Lindner: Bisher war ich als Co-Pilotin dabei. Wie oft, das kann ich gar nicht genau sagen. Noch darf ich nicht selbst fliegen, da ich mit der Ausbildung nicht fertig bin. Ich habe meine Privatpiloten-Lizenz, das ist die Grundlage. Jetzt fehlt noch das Sprechfunkzeugnis und die Instrumentenflugberechtigung. Bis zum Saisonstart im April 2025 hoffe ich aber, dass das geschafft ist.
Welche Unwetter sind Ihnen dabei in Erinnerung geblieben?

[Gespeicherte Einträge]
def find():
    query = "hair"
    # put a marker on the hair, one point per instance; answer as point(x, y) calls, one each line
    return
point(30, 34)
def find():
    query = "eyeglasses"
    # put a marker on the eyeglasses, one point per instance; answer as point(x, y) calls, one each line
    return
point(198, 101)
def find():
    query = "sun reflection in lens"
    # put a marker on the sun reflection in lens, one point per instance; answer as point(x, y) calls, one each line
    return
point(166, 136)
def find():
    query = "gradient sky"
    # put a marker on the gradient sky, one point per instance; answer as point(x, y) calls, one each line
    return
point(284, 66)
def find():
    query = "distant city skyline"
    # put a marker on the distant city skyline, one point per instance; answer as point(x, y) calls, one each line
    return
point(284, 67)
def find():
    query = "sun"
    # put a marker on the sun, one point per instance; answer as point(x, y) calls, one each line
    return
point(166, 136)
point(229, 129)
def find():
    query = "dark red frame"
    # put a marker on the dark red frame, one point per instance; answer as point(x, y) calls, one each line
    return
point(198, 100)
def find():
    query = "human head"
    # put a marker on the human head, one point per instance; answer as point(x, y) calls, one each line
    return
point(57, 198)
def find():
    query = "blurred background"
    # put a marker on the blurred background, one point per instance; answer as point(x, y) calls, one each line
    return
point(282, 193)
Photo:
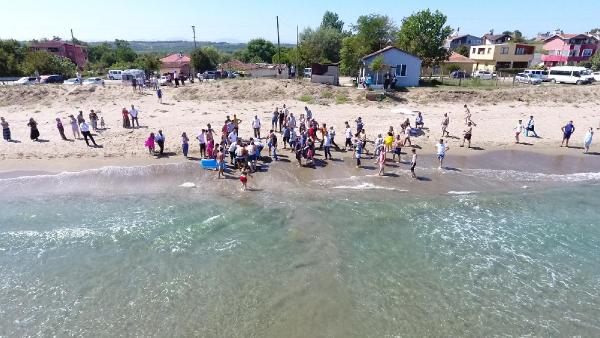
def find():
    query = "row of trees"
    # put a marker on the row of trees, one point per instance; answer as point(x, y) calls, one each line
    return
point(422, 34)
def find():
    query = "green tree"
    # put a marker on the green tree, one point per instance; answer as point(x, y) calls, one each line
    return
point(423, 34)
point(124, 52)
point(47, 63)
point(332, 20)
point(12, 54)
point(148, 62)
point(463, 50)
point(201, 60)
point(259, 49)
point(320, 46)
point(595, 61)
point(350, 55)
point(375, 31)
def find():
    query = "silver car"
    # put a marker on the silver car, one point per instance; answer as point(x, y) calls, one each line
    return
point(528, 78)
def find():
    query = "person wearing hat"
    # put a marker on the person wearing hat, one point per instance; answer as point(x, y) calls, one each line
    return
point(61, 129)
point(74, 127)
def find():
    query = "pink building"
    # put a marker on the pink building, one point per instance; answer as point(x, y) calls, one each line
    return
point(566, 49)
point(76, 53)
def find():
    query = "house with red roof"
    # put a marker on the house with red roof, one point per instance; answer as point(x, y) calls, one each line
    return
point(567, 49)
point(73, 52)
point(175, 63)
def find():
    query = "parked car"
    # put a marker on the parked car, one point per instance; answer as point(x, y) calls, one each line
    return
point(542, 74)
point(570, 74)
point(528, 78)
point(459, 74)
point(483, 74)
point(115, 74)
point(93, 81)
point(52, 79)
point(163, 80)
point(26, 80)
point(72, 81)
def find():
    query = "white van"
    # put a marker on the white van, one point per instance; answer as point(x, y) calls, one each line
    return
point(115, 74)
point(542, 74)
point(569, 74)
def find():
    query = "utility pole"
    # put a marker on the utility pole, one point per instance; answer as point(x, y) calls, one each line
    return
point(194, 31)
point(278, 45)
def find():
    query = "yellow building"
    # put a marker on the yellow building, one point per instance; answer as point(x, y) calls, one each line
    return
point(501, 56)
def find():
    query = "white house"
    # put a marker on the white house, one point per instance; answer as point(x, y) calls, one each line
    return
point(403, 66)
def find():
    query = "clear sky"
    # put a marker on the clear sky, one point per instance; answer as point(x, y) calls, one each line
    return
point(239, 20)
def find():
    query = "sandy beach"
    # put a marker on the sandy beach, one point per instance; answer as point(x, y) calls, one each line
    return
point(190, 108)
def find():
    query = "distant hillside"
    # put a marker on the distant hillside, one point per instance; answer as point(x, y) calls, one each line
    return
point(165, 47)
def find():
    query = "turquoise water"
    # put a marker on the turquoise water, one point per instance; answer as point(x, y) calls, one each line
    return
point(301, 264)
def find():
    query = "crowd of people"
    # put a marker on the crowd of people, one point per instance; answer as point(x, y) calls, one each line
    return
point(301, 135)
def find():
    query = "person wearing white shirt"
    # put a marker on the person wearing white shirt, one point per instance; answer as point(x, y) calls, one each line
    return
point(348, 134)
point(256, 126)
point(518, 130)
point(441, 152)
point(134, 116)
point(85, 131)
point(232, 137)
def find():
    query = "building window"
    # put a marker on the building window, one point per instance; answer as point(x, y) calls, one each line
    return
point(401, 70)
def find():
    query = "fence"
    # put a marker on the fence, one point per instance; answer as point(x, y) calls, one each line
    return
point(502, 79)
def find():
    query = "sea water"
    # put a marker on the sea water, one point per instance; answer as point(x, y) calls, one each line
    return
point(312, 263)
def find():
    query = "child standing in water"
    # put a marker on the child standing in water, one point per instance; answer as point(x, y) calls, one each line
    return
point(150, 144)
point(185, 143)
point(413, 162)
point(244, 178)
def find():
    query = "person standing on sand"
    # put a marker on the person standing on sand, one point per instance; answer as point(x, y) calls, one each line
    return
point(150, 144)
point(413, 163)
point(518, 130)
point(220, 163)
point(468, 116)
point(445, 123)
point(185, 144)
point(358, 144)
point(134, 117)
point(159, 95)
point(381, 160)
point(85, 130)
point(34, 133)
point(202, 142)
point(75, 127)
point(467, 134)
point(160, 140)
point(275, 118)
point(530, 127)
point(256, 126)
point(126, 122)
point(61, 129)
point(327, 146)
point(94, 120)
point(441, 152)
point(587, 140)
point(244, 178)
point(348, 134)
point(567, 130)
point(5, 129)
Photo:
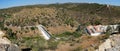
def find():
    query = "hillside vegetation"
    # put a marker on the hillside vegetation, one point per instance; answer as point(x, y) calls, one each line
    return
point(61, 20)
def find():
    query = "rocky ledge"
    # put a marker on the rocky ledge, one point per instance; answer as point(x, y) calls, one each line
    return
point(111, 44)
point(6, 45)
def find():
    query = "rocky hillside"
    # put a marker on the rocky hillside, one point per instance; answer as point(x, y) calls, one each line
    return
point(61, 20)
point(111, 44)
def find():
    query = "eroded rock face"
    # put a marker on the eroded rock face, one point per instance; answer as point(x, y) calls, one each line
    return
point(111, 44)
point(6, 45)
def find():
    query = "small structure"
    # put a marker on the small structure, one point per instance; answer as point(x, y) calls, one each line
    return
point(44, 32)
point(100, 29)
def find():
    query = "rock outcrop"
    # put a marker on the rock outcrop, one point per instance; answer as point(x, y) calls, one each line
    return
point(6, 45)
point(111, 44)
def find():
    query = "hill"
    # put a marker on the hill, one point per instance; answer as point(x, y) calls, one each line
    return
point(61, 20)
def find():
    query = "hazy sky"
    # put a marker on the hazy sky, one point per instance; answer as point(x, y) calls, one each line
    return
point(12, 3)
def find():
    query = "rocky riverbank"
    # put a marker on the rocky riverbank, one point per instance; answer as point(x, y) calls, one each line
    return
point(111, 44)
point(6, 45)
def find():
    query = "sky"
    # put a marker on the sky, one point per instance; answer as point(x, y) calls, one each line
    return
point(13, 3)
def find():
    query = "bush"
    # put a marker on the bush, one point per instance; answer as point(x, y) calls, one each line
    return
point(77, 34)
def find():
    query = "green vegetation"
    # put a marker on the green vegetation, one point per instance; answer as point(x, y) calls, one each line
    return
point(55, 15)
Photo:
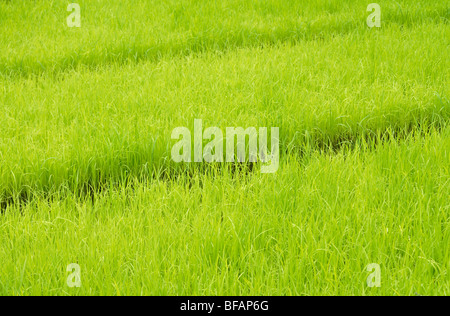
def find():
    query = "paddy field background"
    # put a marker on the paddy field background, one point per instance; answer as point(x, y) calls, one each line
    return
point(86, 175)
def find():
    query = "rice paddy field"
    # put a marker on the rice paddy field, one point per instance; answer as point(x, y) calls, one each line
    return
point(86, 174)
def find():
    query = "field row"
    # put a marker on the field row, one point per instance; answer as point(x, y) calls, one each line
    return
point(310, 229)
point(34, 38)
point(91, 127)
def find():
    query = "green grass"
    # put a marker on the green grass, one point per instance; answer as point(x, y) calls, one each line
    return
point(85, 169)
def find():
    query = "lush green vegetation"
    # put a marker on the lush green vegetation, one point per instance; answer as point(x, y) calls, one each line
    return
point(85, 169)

→ ZU ERLEDIGENDE AUFGABEN
a) Welche beiden Nachweise fehlen Lindner laut dem Auszug noch?
b) Übertragen Sie den Wortlaut des Auszugs zwischen „Lindner: Bisher war“ und „das geschafft ist.“, beide Stellen eingeschlossen, ohne jede Änderung.

→ ANTWORTEN NACH NUMMER
a) Das Sprechfunkzeugnis und die Instrumentenflugberechtigung.

b)
Lindner: Bisher war ich als Co-Pilotin dabei. Wie oft, das kann ich gar nicht genau sagen. Noch darf ich nicht selbst fliegen, da ich mit der Ausbildung nicht fertig bin. Ich habe meine Privatpiloten-Lizenz, das ist die Grundlage. Jetzt fehlt noch das Sprechfunkzeugnis und die Instrumentenflugberechtigung. Bis zum Saisonstart im April 2025 hoffe ich aber, dass das geschafft ist.